Passage ▸
# Python Workshop - Day 1

**Date**: 23 April 2021

**Instructor**: Andres Patrignani | Soil Water Processes | Department of Agronomy | Kansas State University

**Moderator**: Adrian Correndo

**Contact**: andrespatrignani@ksu.edu

Workshop organized by the Agronomy Graduate Students Association Stats & Programming Committee


## Table of Contents
* [Exercise description](#exercise-description)
* [Useful commands](#useful-commands)
* [Tips for writing Python code](#tips-writing-python-code)
* [Basic example](#basic-example)
* [Import modules](#import-modules)
* [Load tabular data](#load-tabular-data)
* [Comvert strings to datetime](#string-to-datetime)
* [Find missing values](#find-missing-values)
* [Replace missing values](#replace-missing-values)
* [Create a plot of weather data](#plot-weather-data)
* [Compute thermal units](#compute-thermal-units)
* [Model potential yield](#model-potential-yield)
* [Practice](#practice)
* [References](#references)
* [Q&A](#q&a)


## Exercise description <a id="exercise-description">

To learn the basic data analysis workflow we will use a dataset of weather data obtained from the Kansas Mesonet. After loading and replacing missing data, our goal is to define the start and end of the winter wheat growing season and compute the cumulative thermal units. The last step consists of implementing a simple model for estimating the potential leaf area index and grain yield based on the computed thermal units. In this tutorial you will learn how to:

- load tabular data
- replace missing values
- select data between a specific date range
- plot time series
- define and use python functions


## Useful commands <a id="useful-commands">

- `cmd + Enter` Evaluates the code in the current cell

- `shift + Enter` Evaluates the code in the current cell and moves to a new cell

- `cmd + s` Save current notebook

- Use the `Tab` key after typing few letters of a variable or function to autocomplete

## Tips for writting clear Python code <a id="tips-writing-python-code">

Python code was developed with better code readibility in mind.

- Indentation and white space matters

- Comment your code using `#`

- Use descriptive variable names. Usually variables should be named using all lower case. Constants are usually all upper case. No spaces allowed. Use underscores to join words. Feel free to deviate from these conventions if you are following a set of equations from a paper or book and you want to match the notation in the example.

Tasks and exercises ▸
a: Using the workshop notes, decide whether each statement agrees with them: (i) the weather data come from the Kansas Mesonet; (ii) pressing `shift + Enter` saves the current notebook; (iii) constants are usually written in all lower case. Answer yes or no for each and quote the words that decide it.
b: Duplicate the part of the workshop notes starting with "## Table of" and going on through "of weather data](#plot-weather-data)".

Collected material ▸
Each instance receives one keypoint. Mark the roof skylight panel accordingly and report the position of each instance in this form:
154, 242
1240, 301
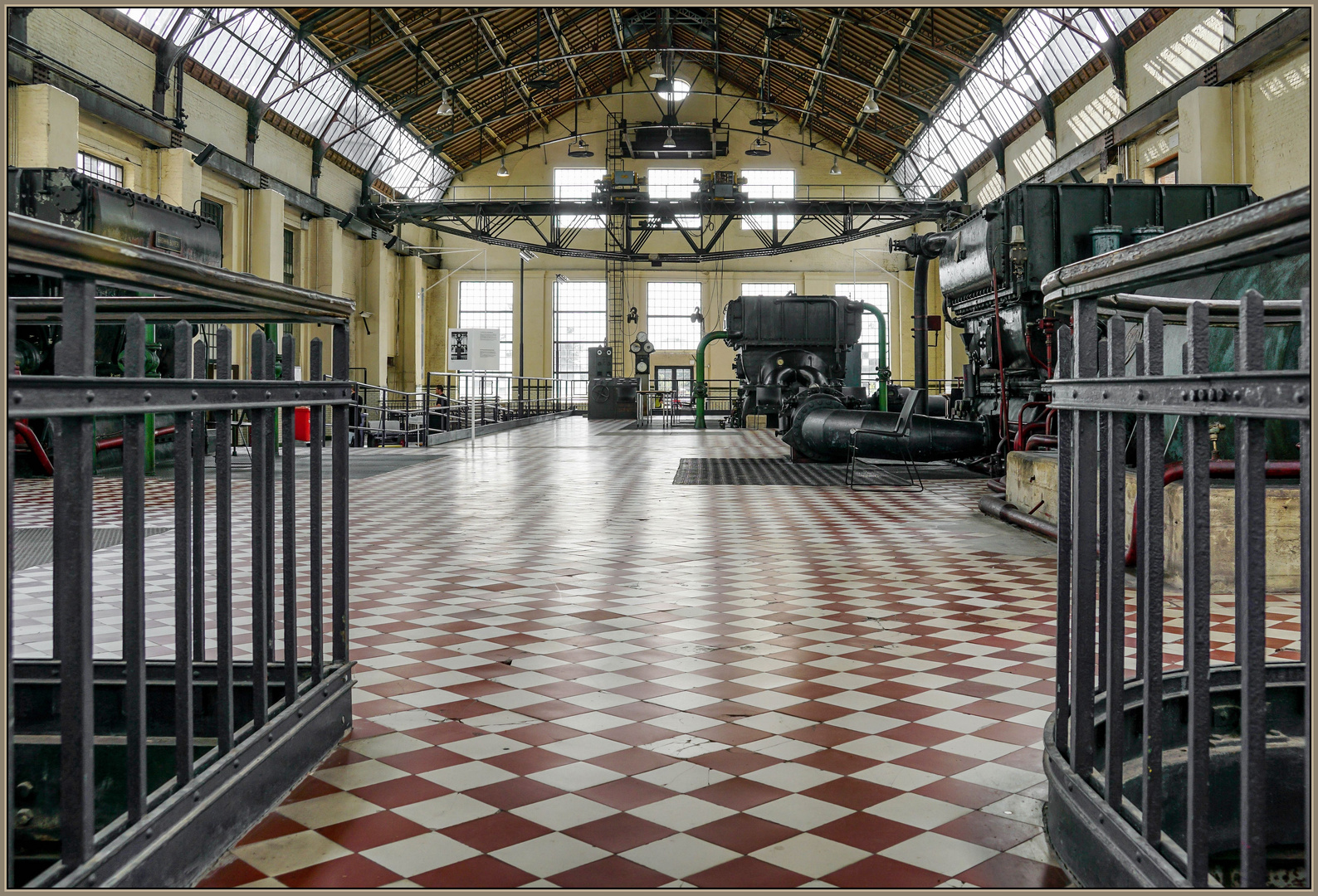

Solutions to the problems ▸
a:
(i) Yes: "we will use a dataset of weather data obtained from the Kansas Mesonet."
(ii) No: "`cmd + s` Save current notebook"
(iii) No: "Constants are usually all upper case."

b:
## Table of Contents
* [Exercise description](#exercise-description)
* [Useful commands](#useful-commands)
* [Tips for writing Python code](#tips-writing-python-code)
* [Basic example](#basic-example)
* [Import modules](#import-modules)
* [Load tabular data](#load-tabular-data)
* [Comvert strings to datetime](#string-to-datetime)
* [Find missing values](#find-missing-values)
* [Replace missing values](#replace-missing-values)
* [Create a plot of weather data](#plot-weather-data)